> **WHAT IS NEEDED**
Turn the material from the line containing "Look at the photo above. For every instance of the green" through the line containing "pixel 297 196", both included, into a JSON list of strings with one string per line and any blank lines omitted.

* start EXTRACTED MATERIAL *

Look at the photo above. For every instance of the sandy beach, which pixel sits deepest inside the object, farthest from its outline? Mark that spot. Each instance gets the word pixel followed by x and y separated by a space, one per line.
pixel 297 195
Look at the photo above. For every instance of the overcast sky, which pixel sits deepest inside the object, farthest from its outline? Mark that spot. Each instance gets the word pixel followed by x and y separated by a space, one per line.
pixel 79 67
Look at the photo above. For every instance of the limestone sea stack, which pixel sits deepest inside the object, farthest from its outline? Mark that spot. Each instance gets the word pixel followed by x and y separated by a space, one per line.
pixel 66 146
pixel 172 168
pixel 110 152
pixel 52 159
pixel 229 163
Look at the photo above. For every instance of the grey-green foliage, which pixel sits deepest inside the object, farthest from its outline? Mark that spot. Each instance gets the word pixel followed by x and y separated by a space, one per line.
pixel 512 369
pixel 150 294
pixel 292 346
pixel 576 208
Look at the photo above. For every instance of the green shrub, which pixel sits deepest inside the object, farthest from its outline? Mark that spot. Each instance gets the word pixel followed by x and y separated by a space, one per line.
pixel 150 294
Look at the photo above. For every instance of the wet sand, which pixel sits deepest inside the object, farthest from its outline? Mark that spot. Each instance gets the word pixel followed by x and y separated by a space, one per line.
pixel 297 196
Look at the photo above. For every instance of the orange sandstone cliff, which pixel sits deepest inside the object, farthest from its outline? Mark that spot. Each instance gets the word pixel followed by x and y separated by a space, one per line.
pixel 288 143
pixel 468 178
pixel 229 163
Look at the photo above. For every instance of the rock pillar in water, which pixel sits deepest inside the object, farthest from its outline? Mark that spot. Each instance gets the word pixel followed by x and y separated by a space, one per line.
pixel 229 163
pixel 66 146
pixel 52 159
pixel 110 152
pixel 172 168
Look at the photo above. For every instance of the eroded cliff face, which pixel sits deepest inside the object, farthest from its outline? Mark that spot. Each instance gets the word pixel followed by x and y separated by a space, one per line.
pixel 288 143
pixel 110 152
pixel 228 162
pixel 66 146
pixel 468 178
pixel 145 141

* end EXTRACTED MATERIAL *

> **FINISHED ANSWER**
[
  "Look at the photo above. For every instance of the green shrub, which pixel sits deepest inside the object, farthest from its outline? Mark that spot. Each instance gets the word pixel followed by x and y separated by a space, one per line.",
  "pixel 150 294",
  "Look at the photo above. For every instance of the wet sand, which pixel sits deepest inside the object, farthest from its outline? Mark that spot. Each instance gets the word pixel followed by x and y separated by a space, one per line.",
  "pixel 297 196"
]